* Things to do
[A] In the passage about the building's proposed redevelopment, what was the 21st-floor event space originally called, and during which years?
[B] Return the passage about the building's proposed redevelopment word for word, starting with "Additional building amenities" and going on through "leave the building.".

The East 9th banking hall is the smaller of the two former bank lobbies. It is proposed to be the Century Club, a new offering by Frank and Malisse Sinito who, among their other fine-dining establishments, turned the National City Bank lobby into the Marble Room restaurant (Sandvick).
On the 21st or top usable floor are a mix of proposed uses. There are a pair of three-bedroom, penthouse apartments but still would be priced as workforce housing. One would measure 1,383 square feet and another 1,551 square feet. There are several unassigned spaces on the 21st floor totaling 8,120 square feet plus an unoccupied 2,056-square-foot space.
“We have an idea for them but don’t want to release it yet,” Mignogna said.
But the notable feature on the 21st floor is a 5,032-square-foot indoor event space with kitchen plus private meeting rooms and a library. It was originally the Mid-Day Club from 1924 to 1990, then Sammy’s Metropolitan Ballroom, then the Metro Club. Plans show the assembly room would open up to an outdoor event space on the roof.
Additional building amenities are proposed to include a fitness center, lounge, bike storage, laundry room, community room, on-site management offices, mail room and parcel/locker room and wine cellar. Every residential unit is proposed to have a storage locker. All of the storage lockers would be on the fourth, fifth and sixth floors, mixed in with other uses.
The ground floor retail spaces include reusing a former arcade where Rickey C. Tanno Jewelers was located from 1949 to 2018. It was the last retail tenant to leave the building.
Plans also show the 5,255-square-foot former bank vault on the ground floor hasn’t found a proposed new use yet but could also be coordinated with the Century Club, Mignogna said. Another feature of the ground floor is that it will continue to be connected by a spacious, brightly lit pedestrian tunnel below Chester to a 1,100-space parking garage.

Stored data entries
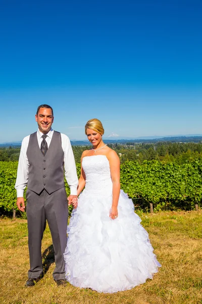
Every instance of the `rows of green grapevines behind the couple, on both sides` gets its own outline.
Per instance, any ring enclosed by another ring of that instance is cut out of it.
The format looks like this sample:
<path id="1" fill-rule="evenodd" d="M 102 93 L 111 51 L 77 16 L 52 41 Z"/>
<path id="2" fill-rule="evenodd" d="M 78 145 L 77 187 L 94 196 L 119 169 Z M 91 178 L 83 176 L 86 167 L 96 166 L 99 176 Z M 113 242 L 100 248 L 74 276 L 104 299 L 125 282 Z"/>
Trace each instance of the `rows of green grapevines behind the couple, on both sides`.
<path id="1" fill-rule="evenodd" d="M 1 214 L 13 212 L 15 215 L 17 210 L 14 188 L 17 166 L 18 162 L 0 162 Z M 80 176 L 80 164 L 76 167 Z M 65 186 L 69 195 L 67 182 Z M 197 210 L 202 199 L 202 161 L 182 165 L 159 161 L 125 162 L 121 165 L 121 188 L 135 206 L 143 210 Z"/>

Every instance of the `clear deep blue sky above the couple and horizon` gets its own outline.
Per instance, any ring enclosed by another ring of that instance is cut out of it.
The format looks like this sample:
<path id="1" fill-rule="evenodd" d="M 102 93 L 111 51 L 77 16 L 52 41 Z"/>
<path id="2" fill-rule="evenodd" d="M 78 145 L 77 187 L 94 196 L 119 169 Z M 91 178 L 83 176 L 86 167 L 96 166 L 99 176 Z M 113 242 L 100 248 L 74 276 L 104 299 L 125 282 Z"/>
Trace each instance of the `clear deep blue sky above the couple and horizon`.
<path id="1" fill-rule="evenodd" d="M 199 0 L 6 1 L 0 12 L 0 142 L 36 130 L 39 104 L 53 128 L 84 139 L 202 134 Z"/>

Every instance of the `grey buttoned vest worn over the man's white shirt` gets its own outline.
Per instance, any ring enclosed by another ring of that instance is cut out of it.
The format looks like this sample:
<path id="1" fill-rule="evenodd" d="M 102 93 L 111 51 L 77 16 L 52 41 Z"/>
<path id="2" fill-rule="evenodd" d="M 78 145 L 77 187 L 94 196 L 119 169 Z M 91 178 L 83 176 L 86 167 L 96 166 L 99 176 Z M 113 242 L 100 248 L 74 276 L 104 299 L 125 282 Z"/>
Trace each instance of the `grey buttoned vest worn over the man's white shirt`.
<path id="1" fill-rule="evenodd" d="M 48 194 L 51 194 L 65 186 L 64 151 L 59 132 L 54 131 L 45 157 L 39 148 L 36 132 L 31 134 L 27 158 L 29 161 L 28 189 L 37 194 L 45 189 Z"/>

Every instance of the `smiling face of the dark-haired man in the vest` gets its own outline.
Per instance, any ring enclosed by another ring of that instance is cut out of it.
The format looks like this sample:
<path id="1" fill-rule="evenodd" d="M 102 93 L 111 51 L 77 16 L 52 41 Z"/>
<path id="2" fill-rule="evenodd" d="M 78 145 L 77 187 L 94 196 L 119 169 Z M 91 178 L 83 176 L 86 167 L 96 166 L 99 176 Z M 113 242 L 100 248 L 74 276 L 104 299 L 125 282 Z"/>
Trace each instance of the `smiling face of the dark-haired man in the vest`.
<path id="1" fill-rule="evenodd" d="M 54 122 L 52 109 L 40 108 L 38 114 L 35 115 L 35 119 L 38 124 L 39 131 L 43 134 L 48 133 Z"/>

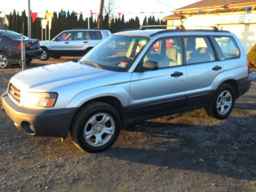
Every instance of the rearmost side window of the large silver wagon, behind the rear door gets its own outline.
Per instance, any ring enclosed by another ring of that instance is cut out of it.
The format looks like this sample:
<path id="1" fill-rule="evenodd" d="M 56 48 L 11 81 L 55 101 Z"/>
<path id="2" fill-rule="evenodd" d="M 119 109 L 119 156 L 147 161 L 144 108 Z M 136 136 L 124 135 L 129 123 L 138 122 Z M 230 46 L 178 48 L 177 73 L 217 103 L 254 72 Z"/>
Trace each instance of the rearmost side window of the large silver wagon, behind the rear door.
<path id="1" fill-rule="evenodd" d="M 226 59 L 238 58 L 240 56 L 240 50 L 237 42 L 233 37 L 228 36 L 215 36 L 215 40 L 218 42 L 221 51 Z"/>

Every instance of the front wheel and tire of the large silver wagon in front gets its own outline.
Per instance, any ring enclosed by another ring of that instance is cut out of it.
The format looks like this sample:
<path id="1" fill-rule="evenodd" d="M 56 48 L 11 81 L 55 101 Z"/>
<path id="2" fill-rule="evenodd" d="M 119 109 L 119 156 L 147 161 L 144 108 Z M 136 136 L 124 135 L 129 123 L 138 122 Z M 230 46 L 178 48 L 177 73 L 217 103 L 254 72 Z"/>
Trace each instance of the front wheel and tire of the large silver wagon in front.
<path id="1" fill-rule="evenodd" d="M 104 102 L 91 102 L 76 113 L 70 132 L 78 148 L 98 153 L 116 141 L 120 128 L 121 119 L 113 106 Z"/>

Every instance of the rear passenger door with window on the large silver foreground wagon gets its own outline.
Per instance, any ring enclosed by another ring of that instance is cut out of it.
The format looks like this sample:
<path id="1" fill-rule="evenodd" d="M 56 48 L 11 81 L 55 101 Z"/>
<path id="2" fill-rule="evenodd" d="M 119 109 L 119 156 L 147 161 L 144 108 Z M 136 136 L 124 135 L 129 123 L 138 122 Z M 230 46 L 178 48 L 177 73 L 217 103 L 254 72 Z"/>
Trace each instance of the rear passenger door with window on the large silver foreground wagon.
<path id="1" fill-rule="evenodd" d="M 187 69 L 186 107 L 207 104 L 224 69 L 208 36 L 183 37 Z"/>

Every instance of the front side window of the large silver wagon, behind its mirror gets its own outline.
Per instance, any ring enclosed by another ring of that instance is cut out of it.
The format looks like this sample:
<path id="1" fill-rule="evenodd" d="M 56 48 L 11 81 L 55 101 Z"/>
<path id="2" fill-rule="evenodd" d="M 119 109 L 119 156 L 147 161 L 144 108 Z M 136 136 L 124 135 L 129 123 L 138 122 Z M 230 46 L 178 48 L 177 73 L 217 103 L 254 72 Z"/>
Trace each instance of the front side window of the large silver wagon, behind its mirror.
<path id="1" fill-rule="evenodd" d="M 143 62 L 156 61 L 159 68 L 182 64 L 182 42 L 180 37 L 161 39 L 148 49 Z"/>

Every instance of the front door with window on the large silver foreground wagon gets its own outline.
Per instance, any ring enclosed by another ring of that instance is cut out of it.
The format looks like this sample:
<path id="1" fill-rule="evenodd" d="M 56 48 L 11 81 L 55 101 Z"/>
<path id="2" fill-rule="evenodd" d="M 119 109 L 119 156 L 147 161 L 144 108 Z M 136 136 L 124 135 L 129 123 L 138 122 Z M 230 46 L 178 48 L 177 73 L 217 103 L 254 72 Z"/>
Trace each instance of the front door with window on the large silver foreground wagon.
<path id="1" fill-rule="evenodd" d="M 158 63 L 159 69 L 133 72 L 130 118 L 162 116 L 183 108 L 187 74 L 182 55 L 180 37 L 161 39 L 148 49 L 139 65 L 151 60 Z"/>

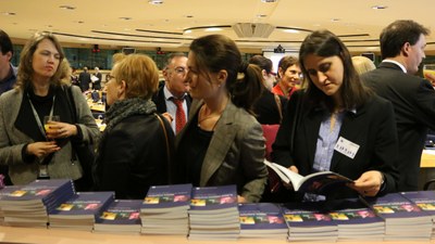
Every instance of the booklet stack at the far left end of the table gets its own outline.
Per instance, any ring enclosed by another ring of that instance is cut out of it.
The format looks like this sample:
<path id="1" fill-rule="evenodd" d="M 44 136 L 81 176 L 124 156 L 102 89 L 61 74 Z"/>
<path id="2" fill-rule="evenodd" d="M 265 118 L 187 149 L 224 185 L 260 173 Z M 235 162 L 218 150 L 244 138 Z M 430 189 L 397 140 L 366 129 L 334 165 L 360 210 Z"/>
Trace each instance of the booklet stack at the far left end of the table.
<path id="1" fill-rule="evenodd" d="M 0 200 L 4 223 L 16 227 L 45 227 L 48 213 L 74 195 L 72 180 L 35 180 Z"/>

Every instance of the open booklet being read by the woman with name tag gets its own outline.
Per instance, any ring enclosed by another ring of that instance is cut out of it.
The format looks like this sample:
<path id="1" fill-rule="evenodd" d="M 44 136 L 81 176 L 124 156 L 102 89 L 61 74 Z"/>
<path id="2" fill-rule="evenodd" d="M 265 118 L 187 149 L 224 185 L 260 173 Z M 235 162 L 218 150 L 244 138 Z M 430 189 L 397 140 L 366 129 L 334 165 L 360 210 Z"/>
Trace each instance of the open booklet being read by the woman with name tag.
<path id="1" fill-rule="evenodd" d="M 353 180 L 333 171 L 319 171 L 308 176 L 301 176 L 288 168 L 264 159 L 264 164 L 286 183 L 291 183 L 295 191 L 327 195 L 335 187 L 351 183 Z"/>

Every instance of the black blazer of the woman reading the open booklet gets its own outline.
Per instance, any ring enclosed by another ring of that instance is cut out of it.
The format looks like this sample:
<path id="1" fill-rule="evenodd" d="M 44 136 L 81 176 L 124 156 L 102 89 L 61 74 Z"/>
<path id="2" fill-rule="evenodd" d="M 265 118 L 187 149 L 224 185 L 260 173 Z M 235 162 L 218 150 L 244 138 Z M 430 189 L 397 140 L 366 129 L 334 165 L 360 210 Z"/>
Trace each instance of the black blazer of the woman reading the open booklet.
<path id="1" fill-rule="evenodd" d="M 295 92 L 287 105 L 287 113 L 273 144 L 273 158 L 279 165 L 295 165 L 302 176 L 313 172 L 315 149 L 319 130 L 324 118 L 323 111 L 311 106 L 302 100 L 304 93 Z M 291 131 L 297 101 L 302 102 L 299 120 L 295 131 L 291 149 Z M 353 159 L 334 151 L 331 171 L 338 172 L 357 180 L 363 172 L 380 170 L 384 174 L 386 189 L 382 192 L 394 192 L 397 188 L 398 175 L 395 168 L 398 153 L 398 140 L 394 120 L 393 105 L 388 101 L 373 95 L 365 104 L 357 107 L 357 113 L 347 112 L 339 131 L 343 137 L 360 147 Z M 339 191 L 339 192 L 338 192 Z M 351 189 L 337 190 L 335 197 L 355 197 L 357 192 Z"/>

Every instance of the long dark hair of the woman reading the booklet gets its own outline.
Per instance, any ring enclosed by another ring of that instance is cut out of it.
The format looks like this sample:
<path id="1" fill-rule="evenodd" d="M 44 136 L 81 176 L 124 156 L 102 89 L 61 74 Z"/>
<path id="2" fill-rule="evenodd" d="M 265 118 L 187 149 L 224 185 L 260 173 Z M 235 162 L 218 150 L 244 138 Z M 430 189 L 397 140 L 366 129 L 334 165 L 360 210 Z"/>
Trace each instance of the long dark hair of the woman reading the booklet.
<path id="1" fill-rule="evenodd" d="M 308 75 L 304 67 L 304 60 L 310 54 L 323 57 L 338 56 L 341 60 L 344 75 L 339 92 L 343 105 L 345 106 L 344 108 L 352 110 L 365 102 L 371 92 L 363 87 L 352 65 L 349 50 L 337 36 L 328 30 L 316 30 L 306 37 L 299 51 L 300 67 L 308 80 L 307 95 L 311 101 L 315 104 L 323 102 L 330 111 L 333 111 L 335 106 L 333 99 L 316 88 Z"/>

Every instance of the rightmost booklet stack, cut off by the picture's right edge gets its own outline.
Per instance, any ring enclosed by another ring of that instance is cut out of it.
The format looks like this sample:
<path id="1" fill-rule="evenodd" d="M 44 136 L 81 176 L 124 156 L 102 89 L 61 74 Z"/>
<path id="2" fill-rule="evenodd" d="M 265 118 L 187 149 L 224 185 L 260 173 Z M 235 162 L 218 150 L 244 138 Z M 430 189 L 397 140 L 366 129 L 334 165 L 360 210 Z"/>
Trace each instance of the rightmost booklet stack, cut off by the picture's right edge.
<path id="1" fill-rule="evenodd" d="M 434 226 L 431 239 L 435 239 L 435 191 L 402 192 L 401 194 L 432 217 Z"/>

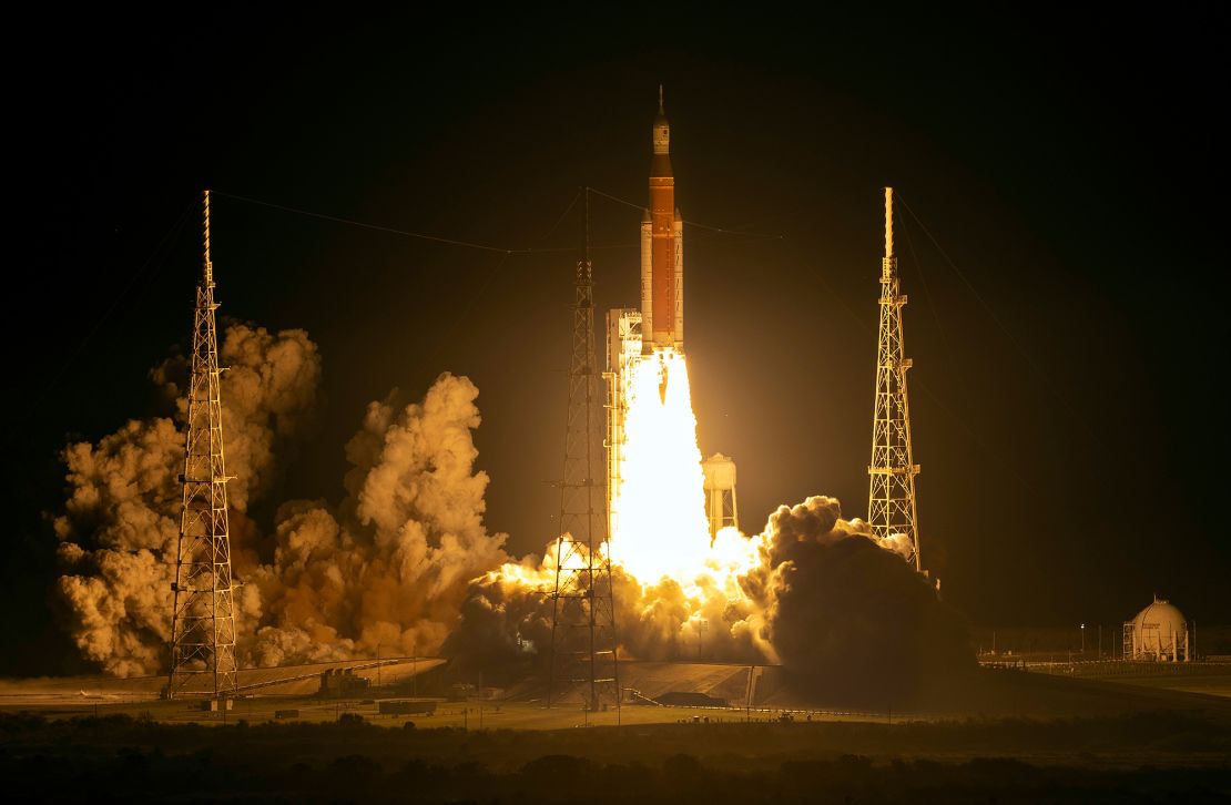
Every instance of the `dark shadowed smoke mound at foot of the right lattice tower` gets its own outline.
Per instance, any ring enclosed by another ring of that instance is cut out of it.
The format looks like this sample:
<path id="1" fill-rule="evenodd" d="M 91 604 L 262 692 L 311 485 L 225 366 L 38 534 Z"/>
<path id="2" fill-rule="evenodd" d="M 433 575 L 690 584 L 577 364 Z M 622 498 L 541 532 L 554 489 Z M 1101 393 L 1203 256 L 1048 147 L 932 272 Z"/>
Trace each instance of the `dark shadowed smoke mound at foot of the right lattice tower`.
<path id="1" fill-rule="evenodd" d="M 867 523 L 842 519 L 833 497 L 769 517 L 761 566 L 742 583 L 798 686 L 884 705 L 972 665 L 965 624 L 902 561 L 899 542 L 878 544 Z"/>

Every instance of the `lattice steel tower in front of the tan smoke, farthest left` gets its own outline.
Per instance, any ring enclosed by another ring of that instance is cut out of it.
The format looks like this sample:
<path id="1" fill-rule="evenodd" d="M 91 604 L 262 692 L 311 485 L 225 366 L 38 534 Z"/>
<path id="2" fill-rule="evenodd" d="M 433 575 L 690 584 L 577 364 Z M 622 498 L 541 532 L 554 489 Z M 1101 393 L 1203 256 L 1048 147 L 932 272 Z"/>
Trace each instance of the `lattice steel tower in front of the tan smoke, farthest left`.
<path id="1" fill-rule="evenodd" d="M 188 380 L 188 433 L 185 442 L 183 502 L 171 583 L 171 671 L 167 698 L 212 693 L 215 700 L 235 689 L 235 607 L 227 521 L 227 468 L 214 311 L 214 267 L 209 261 L 209 191 L 204 201 L 204 274 L 197 286 Z M 193 677 L 209 675 L 203 687 Z M 225 707 L 225 705 L 223 705 Z"/>

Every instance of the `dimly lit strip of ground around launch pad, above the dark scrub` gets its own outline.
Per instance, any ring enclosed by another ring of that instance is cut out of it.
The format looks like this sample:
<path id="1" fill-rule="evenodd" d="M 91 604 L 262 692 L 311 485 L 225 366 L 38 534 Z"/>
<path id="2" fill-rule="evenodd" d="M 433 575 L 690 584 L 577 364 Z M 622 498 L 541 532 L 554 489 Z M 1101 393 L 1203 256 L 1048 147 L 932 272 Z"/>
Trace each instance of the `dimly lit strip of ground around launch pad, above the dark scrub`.
<path id="1" fill-rule="evenodd" d="M 438 661 L 436 661 L 438 662 Z M 427 661 L 419 661 L 427 666 Z M 393 667 L 400 667 L 395 663 Z M 293 673 L 299 677 L 303 666 L 291 670 L 266 670 L 262 673 Z M 257 691 L 239 698 L 225 715 L 199 709 L 201 699 L 186 698 L 164 702 L 158 698 L 156 679 L 111 679 L 110 689 L 97 684 L 102 678 L 6 681 L 0 684 L 0 713 L 31 711 L 53 719 L 94 715 L 148 716 L 172 724 L 223 724 L 239 720 L 250 724 L 302 723 L 321 724 L 350 719 L 382 727 L 404 729 L 407 721 L 419 727 L 556 730 L 580 726 L 616 726 L 617 724 L 673 724 L 680 721 L 735 723 L 780 721 L 785 715 L 799 721 L 870 721 L 889 724 L 902 720 L 934 721 L 943 719 L 977 718 L 1119 718 L 1147 713 L 1204 713 L 1231 725 L 1231 698 L 1225 697 L 1227 676 L 1152 677 L 1145 684 L 1134 678 L 1107 682 L 1093 678 L 1072 678 L 1064 675 L 1027 673 L 1022 671 L 982 670 L 970 679 L 952 688 L 932 692 L 927 704 L 885 702 L 879 707 L 852 709 L 836 707 L 816 698 L 800 697 L 783 686 L 778 668 L 758 671 L 760 693 L 748 702 L 737 695 L 746 691 L 748 666 L 721 663 L 629 662 L 623 666 L 622 679 L 627 691 L 638 691 L 639 704 L 625 704 L 617 714 L 608 709 L 585 713 L 577 707 L 543 707 L 542 681 L 528 679 L 495 698 L 479 700 L 447 700 L 436 697 L 437 710 L 428 716 L 380 715 L 377 702 L 411 697 L 405 678 L 389 688 L 374 688 L 343 698 L 315 695 L 318 683 L 299 678 L 281 689 L 298 688 L 298 693 L 268 694 Z M 388 672 L 385 670 L 384 672 Z M 422 671 L 421 671 L 422 672 Z M 375 682 L 374 670 L 363 672 Z M 1168 682 L 1163 682 L 1163 679 Z M 1179 682 L 1183 679 L 1184 682 Z M 95 682 L 92 687 L 87 681 Z M 388 681 L 388 677 L 382 677 Z M 1128 683 L 1125 683 L 1128 682 Z M 1181 687 L 1184 684 L 1185 687 Z M 143 687 L 144 686 L 144 687 Z M 271 686 L 265 691 L 279 689 Z M 437 691 L 438 692 L 438 691 Z M 728 702 L 726 708 L 657 707 L 648 699 L 667 693 L 704 693 Z M 1209 695 L 1213 693 L 1214 695 Z M 277 719 L 277 710 L 297 710 L 289 719 Z"/>

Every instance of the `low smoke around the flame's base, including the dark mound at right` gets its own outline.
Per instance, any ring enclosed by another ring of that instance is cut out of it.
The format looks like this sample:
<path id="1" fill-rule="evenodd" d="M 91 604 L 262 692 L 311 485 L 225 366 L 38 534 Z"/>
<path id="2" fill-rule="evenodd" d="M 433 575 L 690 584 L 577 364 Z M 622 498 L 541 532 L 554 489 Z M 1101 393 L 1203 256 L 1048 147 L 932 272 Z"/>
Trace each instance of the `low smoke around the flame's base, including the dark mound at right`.
<path id="1" fill-rule="evenodd" d="M 901 700 L 921 679 L 969 667 L 971 655 L 964 624 L 902 561 L 900 542 L 878 540 L 867 523 L 842 519 L 837 500 L 816 496 L 780 507 L 747 543 L 757 560 L 736 576 L 737 591 L 721 574 L 643 585 L 617 567 L 622 656 L 782 662 L 811 693 Z M 527 556 L 478 579 L 444 652 L 490 670 L 542 668 L 554 569 L 549 547 L 542 563 Z"/>

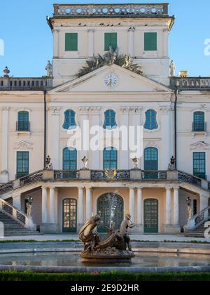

* Answer set
[A] It was the Mid-Day Club from 1924 to 1990.

[B]
Additional building amenities are proposed to include a fitness center, lounge, bike storage, laundry room, community room, on-site management offices, mail room and parcel/locker room and wine cellar. Every residential unit is proposed to have a storage locker. All of the storage lockers would be on the fourth, fifth and sixth floors, mixed in with other uses.
The ground floor retail spaces include reusing a former arcade where Rickey C. Tanno Jewelers was located from 1949 to 2018. It was the last retail tenant to leave the building.